═════ Task inputs

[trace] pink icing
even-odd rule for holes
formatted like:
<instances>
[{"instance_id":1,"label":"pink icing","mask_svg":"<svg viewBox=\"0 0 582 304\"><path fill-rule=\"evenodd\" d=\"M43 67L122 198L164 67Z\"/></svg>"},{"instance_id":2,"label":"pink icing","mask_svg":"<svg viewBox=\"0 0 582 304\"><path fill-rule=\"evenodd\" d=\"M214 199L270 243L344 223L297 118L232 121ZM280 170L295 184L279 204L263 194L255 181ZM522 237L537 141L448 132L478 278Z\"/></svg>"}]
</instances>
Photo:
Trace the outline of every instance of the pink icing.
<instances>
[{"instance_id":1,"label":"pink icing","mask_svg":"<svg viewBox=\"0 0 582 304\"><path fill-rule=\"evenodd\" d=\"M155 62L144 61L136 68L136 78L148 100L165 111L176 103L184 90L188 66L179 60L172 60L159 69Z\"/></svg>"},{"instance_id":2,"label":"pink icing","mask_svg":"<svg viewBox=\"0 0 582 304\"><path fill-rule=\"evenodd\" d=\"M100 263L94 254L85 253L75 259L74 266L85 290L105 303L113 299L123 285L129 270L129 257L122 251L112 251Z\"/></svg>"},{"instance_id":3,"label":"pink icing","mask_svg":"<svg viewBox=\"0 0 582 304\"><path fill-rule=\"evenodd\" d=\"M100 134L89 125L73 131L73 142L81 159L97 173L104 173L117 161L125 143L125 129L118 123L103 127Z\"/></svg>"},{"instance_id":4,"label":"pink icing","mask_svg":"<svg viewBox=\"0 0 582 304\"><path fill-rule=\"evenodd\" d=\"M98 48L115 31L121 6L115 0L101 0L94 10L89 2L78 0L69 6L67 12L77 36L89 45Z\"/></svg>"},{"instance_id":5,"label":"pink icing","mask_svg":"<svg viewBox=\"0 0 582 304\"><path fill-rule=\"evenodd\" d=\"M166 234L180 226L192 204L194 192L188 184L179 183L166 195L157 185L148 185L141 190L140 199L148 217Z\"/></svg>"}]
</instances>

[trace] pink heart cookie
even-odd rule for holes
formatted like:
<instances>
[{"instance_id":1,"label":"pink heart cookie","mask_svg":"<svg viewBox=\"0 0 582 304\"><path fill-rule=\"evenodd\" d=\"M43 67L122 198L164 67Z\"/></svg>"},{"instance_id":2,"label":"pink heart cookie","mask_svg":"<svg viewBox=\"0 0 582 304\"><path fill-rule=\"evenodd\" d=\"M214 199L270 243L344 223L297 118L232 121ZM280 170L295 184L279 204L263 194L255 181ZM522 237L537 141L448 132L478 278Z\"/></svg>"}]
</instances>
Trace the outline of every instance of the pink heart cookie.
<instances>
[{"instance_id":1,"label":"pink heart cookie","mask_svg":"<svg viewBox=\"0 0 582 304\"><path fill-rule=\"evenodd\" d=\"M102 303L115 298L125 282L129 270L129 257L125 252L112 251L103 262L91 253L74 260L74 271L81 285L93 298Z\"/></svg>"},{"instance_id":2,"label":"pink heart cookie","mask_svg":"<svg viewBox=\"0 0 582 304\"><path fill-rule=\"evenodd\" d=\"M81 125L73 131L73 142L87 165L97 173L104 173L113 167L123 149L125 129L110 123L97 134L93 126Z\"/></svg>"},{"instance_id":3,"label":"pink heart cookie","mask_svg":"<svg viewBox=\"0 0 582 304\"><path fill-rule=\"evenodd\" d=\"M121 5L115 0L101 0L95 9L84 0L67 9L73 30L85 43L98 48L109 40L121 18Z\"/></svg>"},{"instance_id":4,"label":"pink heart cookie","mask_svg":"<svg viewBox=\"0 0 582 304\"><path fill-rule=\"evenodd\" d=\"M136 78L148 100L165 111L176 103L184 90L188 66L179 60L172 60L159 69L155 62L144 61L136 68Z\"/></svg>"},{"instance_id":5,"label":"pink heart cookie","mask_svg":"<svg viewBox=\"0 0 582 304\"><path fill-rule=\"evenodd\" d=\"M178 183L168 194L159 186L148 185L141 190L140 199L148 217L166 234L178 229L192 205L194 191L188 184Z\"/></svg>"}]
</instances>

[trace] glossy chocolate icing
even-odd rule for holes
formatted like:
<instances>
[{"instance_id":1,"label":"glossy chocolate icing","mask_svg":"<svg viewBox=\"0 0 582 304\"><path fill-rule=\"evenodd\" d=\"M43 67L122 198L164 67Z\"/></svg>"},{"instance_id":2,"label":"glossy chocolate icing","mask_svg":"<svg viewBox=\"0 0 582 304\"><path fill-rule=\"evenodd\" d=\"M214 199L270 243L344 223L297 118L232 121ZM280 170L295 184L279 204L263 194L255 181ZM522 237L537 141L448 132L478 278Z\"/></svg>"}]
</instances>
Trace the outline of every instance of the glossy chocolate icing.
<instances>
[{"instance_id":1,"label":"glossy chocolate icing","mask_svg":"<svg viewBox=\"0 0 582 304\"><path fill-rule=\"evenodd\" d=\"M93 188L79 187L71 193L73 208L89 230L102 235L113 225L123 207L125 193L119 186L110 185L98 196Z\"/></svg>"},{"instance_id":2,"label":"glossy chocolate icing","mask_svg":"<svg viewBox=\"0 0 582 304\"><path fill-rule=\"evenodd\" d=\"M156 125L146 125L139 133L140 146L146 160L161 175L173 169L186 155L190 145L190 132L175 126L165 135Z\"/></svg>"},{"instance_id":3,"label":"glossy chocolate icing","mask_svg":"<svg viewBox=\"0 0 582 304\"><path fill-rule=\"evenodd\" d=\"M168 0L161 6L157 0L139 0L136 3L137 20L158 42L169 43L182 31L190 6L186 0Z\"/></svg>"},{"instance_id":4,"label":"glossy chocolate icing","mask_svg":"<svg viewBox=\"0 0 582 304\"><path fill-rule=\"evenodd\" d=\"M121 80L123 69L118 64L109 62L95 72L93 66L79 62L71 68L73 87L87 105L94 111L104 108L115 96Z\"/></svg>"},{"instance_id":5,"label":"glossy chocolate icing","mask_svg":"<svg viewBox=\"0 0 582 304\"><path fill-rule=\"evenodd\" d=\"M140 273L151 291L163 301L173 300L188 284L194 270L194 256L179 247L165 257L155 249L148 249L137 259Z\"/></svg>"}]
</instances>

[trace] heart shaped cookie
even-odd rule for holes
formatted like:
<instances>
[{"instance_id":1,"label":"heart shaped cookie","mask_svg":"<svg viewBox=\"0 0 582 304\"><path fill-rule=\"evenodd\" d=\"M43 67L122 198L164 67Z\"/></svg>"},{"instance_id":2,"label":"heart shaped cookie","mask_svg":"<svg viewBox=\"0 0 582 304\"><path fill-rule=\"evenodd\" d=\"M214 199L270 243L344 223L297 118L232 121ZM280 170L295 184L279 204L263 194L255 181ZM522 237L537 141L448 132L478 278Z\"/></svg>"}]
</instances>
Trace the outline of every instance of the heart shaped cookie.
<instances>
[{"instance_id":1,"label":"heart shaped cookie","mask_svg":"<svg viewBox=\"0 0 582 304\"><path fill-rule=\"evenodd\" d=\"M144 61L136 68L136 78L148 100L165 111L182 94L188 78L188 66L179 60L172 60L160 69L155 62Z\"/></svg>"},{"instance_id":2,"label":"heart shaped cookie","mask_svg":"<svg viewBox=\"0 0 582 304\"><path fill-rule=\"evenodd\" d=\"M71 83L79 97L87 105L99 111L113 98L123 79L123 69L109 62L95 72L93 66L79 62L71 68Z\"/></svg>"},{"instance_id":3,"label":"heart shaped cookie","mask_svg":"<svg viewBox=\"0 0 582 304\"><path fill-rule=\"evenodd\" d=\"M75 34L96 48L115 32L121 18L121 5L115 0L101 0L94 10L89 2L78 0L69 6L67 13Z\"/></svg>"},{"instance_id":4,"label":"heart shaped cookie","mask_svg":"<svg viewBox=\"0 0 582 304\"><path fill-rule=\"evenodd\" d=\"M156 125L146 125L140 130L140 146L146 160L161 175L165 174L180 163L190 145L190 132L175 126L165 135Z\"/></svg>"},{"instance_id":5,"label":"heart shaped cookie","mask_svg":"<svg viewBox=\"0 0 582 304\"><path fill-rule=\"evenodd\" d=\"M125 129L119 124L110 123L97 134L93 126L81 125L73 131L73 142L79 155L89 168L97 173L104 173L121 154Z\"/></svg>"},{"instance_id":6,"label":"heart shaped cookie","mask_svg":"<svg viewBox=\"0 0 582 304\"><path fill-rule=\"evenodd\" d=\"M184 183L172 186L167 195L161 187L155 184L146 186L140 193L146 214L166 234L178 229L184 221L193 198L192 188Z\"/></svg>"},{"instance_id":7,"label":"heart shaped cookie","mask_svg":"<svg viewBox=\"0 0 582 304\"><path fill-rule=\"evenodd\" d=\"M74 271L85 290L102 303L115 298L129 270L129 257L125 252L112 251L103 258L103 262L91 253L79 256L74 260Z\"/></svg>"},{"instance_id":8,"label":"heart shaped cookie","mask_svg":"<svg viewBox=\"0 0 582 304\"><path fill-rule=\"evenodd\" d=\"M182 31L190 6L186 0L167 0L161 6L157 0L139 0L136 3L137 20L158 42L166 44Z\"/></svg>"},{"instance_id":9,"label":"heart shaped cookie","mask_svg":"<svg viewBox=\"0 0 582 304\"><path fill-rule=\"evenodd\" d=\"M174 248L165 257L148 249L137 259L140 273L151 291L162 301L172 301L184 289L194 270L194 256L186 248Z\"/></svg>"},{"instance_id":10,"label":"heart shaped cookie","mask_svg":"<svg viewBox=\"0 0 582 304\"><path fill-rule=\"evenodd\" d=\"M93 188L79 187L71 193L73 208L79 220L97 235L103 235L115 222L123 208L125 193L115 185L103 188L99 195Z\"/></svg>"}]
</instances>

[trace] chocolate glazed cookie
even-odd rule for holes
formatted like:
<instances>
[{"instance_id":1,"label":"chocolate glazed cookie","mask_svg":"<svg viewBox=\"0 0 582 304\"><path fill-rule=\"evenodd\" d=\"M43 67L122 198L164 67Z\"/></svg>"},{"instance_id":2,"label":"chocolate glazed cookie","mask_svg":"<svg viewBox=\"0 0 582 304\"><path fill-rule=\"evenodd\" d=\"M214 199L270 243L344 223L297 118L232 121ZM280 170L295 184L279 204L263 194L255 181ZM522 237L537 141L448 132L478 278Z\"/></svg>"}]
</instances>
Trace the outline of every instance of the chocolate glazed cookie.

══════════

◆ **Given instruction**: Copy the lines of the material above exactly, beginning with the line containing "[trace] chocolate glazed cookie" and continuing through the end of the material.

◆ **Exercise answer**:
[trace] chocolate glazed cookie
even-odd rule for holes
formatted like:
<instances>
[{"instance_id":1,"label":"chocolate glazed cookie","mask_svg":"<svg viewBox=\"0 0 582 304\"><path fill-rule=\"evenodd\" d=\"M43 67L122 198L164 67Z\"/></svg>"},{"instance_id":2,"label":"chocolate glazed cookie","mask_svg":"<svg viewBox=\"0 0 582 304\"><path fill-rule=\"evenodd\" d=\"M214 199L270 243L344 223L297 118L232 121ZM280 170L295 184L279 204L263 194L255 181ZM522 237L537 141L448 132L478 278Z\"/></svg>"}]
</instances>
Trace the outline of every instance of the chocolate glazed cookie.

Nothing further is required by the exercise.